Text section:
◇ ◇ ◇
Horace Tracy Pitkin:

Yale’s First Martyr

Horace Tracy Pitkin lived thirty years. Yet from the time he entered Yale as a freshman in 1888 until 1900 when he died as a martyr in China, Pitkin accomplished more in “twelve glorious years of crowded life” than most people do in a lifetime. 

Horace Tracy Pitkin

1869 – 1900

“His sincerity was shown once when, speaking of the cause to which he gave his life, he said to me, ‘I would die for it.’ And how little I could comprehend then a Boxer uprising and his name among those who gained a martyr’s crown.” — a classmate of Pitkin’s

Horace Tracy Pitkin: Yale’s First Martyr

Horace Tracy Pitkin lived thirty years. Yet from the time he entered Yale as a freshman in 1888 until 1900 when he died as a martyr in China, Pitkin accomplished more in “twelve glorious years of crowded life” than most people do in a lifetime. He was not especially well known on campus, but he more than any other student was a leader in the Christian missionary movement that sprung from Yale during the last decade of the 1800’s. The memorial that hangs in the Woolsey rotunda, erected by his classmates after his death, speaks of his influence on his generation of college students and the world.

Tracy Pitkin was a “good all-around student”—one of many in the entering freshman class. He was a conscientious student, an expressive improviser on the piano, and a versatile athlete with an active interest in tennis, football, and rowing. Yet what distinguished him from among his classmates was his sincerity.
◇ ◇ ◇
Written instruction 1: Decide whether each statement agrees with the text on Horace Tracy Pitkin. Answer yes or no, and quote the words of the text that decide it. (a) Pitkin entered Yale as a freshman in 1888. (b) Pitkin was especially well known on campus. (c) The memorial in the Woolsey rotunda was erected by his classmates.
Written instruction 2: Write out the text on Horace Tracy Pitkin from "Horace Tracy Pitkin: Yale’s" to "and the world.".
Written instruction 3: Extend the text on Horace Tracy Pitkin, picking up after its final sentence.
The records come from a different source than the text on Horace Tracy Pitkin.
◇ ◇ ◇
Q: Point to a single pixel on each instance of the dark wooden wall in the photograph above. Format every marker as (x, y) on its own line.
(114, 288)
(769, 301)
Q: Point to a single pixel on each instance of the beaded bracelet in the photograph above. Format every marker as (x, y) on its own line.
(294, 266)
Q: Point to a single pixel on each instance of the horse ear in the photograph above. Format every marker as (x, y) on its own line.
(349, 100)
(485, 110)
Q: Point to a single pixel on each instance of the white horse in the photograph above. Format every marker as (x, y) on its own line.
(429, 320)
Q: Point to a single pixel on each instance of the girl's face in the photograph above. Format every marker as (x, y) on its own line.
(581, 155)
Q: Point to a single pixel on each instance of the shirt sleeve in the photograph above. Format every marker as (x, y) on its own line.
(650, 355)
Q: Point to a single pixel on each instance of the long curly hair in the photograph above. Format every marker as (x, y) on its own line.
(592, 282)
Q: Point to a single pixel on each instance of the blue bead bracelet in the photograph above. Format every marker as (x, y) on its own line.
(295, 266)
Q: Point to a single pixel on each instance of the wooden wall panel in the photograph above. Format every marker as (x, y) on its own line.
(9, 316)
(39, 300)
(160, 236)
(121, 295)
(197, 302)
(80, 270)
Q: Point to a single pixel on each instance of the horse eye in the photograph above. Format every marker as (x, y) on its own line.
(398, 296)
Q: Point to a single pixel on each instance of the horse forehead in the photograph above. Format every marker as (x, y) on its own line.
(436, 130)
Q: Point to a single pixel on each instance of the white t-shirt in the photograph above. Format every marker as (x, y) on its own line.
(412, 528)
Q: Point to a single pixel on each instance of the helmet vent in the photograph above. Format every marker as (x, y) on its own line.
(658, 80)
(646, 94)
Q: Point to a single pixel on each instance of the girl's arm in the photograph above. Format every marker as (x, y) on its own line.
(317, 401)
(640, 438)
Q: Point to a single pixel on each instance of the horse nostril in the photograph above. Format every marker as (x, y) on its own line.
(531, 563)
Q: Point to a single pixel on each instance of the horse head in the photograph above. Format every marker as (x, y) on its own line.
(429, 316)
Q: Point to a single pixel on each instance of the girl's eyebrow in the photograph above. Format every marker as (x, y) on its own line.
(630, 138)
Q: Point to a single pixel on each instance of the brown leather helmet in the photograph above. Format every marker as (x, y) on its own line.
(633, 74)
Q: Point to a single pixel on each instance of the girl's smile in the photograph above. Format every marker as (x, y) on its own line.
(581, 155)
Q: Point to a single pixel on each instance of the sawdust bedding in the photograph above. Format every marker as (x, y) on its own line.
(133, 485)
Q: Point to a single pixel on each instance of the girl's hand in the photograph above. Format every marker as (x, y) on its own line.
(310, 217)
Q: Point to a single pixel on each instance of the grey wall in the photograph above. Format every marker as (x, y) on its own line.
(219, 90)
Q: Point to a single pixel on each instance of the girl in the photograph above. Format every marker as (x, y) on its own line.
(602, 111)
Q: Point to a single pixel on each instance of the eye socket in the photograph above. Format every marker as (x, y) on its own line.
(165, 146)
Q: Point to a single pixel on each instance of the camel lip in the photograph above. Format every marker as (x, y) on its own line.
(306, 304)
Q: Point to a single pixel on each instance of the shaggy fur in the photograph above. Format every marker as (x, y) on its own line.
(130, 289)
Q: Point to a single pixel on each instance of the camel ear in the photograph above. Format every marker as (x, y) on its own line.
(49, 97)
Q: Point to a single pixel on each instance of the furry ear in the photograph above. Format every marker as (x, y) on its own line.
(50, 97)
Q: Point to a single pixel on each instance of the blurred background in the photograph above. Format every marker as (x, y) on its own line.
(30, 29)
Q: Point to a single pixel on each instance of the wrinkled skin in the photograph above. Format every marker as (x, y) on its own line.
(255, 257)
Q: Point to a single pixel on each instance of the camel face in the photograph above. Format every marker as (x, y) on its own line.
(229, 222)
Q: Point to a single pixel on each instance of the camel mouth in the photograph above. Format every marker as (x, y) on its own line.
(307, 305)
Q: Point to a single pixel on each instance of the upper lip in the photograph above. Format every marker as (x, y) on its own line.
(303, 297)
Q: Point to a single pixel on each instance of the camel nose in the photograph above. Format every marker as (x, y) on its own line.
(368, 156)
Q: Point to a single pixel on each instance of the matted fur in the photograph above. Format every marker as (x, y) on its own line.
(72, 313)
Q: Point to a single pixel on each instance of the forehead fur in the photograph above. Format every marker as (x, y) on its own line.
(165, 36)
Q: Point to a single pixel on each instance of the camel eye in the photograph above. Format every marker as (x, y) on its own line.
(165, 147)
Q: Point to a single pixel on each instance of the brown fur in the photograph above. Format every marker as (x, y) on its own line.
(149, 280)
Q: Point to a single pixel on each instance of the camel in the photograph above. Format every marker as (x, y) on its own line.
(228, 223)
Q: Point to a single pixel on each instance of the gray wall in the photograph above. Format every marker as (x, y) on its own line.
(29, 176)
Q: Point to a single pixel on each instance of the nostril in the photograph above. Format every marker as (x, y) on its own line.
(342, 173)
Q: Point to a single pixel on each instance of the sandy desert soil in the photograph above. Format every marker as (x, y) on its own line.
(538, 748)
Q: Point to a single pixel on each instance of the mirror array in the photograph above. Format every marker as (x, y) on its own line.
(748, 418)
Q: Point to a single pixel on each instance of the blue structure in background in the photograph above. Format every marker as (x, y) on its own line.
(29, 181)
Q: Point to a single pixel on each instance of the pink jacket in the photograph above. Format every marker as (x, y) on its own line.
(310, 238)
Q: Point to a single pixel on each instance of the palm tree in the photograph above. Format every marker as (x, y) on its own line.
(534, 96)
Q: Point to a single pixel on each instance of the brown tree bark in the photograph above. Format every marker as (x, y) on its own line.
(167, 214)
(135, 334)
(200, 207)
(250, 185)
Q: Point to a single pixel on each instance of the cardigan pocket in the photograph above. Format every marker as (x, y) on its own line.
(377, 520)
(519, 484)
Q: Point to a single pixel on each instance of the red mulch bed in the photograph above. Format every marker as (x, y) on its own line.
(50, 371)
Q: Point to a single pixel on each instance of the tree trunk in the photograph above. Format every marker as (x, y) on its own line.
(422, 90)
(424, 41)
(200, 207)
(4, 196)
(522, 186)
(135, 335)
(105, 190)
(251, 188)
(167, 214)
◇ ◇ ◇
Exercise answer 1:
(a) Yes: "he entered Yale as a freshman in 1888"
(b) No: "He was not especially well known on campus"
(c) Yes: "erected by his classmates after his death"

Exercise answer 2:
Horace Tracy Pitkin: Yale’s First Martyr

Horace Tracy Pitkin lived thirty years. Yet from the time he entered Yale as a freshman in 1888 until 1900 when he died as a martyr in China, Pitkin accomplished more in “twelve glorious years of crowded life” than most people do in a lifetime. He was not especially well known on campus, but he more than any other student was a leader in the Christian missionary movement that sprung from Yale during the last decade of the 1800’s. The memorial that hangs in the Woolsey rotunda, erected by his classmates after his death, speaks of his influence on his generation of college students and the world.

Exercise answer 3:
One student wrote, “Horace Pitkin, or ‘Tracy,’ roomed just across the hall from me in Lawrence, so that I often heard his voice in the same entry, and listened to his playing the piano in his room. He was pre-eminently a religious man, not a recluse, not a bigot, not a wiseacre, but on the contrary a strong, cheery, healthy fellow. His sincerity was shown once when, speaking of the cause to which he gave his life, he said to me, ‘I would die for it.’ And how little I could comprehend then a Boxer uprising and his name among those who gained a martyr’s crown.”

H. W. Luce, who followed Pitkin to China as a missionary (also the father of Henry Luce, founder and publisher of Life and Time) described Pitkin’s conduct at Yale: “Immediately upon entering college, he identified himself with its religious interests. Not a few men made shipwreck of their college Christian life, or at least made it null and void of power, during those four precious college years, just because they waited to see how things ‘went’ religiously in college, not realizing that the position one takes the first few weeks will, in the majority of cases, determine the religious trend of one’s whole college life. Not so Pitkin. He was governed always by the inward principle and life, and he at once took his stand regardless of any outward conditions.” Strong in his convictions, Pitkin refused the gambling, smoking, or in general, the carousing which were the trends of his day.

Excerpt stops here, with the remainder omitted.